== Page excerpt ==
In the Big Data era, the large numbers of observations and variables pose unprecedented challenging problems of complex forms of dependency and high computing expenses. This situation is especially common in important problems in Astronomy, Biology, Economics, Engineering, Finance, Genetics, Genomics, Neurosciences, etc. To meet these challenges, the PI proposes to study these problems through a novel framework of binary expansion statistics. The overall objective of the project is (i) to provide an in-depth understanding of complex dependency in Big Data with new theory and methods, and (ii) to build a stronger connection between Statistics and Computer Science. The PI anticipates the achievement of his goals through an integration of research and education plans.
===
== Data supplied ==
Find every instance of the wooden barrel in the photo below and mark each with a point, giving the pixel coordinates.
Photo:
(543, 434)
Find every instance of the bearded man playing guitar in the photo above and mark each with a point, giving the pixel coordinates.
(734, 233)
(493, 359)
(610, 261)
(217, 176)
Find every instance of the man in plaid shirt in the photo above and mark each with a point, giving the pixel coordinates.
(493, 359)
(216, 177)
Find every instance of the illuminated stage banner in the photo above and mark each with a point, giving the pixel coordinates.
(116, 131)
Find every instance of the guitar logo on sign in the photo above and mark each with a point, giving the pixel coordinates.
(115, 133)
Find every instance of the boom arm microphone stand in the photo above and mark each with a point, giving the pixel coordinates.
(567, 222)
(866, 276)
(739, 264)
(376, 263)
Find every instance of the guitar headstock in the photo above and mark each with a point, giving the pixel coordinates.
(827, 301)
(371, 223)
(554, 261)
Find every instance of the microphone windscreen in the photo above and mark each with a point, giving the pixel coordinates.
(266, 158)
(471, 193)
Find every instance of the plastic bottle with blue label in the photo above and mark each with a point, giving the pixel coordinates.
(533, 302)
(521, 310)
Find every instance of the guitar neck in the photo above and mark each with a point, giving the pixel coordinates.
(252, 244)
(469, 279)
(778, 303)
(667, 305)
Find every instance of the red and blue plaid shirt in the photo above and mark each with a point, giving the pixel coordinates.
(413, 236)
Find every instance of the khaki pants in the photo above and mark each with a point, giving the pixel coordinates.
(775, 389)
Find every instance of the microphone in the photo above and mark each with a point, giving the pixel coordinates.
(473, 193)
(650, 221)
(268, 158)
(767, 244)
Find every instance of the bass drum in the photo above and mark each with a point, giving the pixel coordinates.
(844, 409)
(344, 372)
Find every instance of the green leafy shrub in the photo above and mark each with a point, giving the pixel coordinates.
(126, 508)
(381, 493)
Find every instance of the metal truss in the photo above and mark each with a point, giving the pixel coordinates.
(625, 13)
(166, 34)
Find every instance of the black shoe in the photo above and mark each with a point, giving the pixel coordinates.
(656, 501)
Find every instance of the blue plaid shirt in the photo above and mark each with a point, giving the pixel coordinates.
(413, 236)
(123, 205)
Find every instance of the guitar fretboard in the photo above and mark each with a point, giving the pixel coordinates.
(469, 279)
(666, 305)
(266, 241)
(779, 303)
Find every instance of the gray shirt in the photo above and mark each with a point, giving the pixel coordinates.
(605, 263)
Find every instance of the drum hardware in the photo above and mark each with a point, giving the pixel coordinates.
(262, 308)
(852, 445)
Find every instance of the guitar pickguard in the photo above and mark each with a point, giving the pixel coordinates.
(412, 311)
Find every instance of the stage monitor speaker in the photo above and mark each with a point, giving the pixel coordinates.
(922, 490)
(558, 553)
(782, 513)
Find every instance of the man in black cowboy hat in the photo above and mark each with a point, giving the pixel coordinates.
===
Actions to take:
**A)** In the abstract on binary expansion statistics, which two fields does the PI aim to connect more strongly?
**B)** Continue the abstract on binary expansion statistics from its last sentence.
None of the material is needed here.

Results:
**A)** Statistics and Computer Science.

**B)**
The binary expansion statistics framework is able to "divide and conquer" any complex dependency, i.e., to approximate and decompose nonlinear dependency into interactions of Bernoulli variables in the binary expansion filtration and then aggregate the information to produce nonparametric inference of dependence. This approach connects the inference problems to important concepts in Statistics and Computer Science such as multiple testing, Hadamard transform, and bitwise operation. The research agenda is to further develop this framework and study several fundamental problems to develop optimal theory, methodologies and algorithms. The PI also has comprehensive plans on educating graduate and undergraduate students and on disseminating the research results to the broader scientific community.
This award reflects NSF's statutory mission and has been deemed worthy of support through evaluation using the Foundation's intellectual merit and broader impacts review criteria.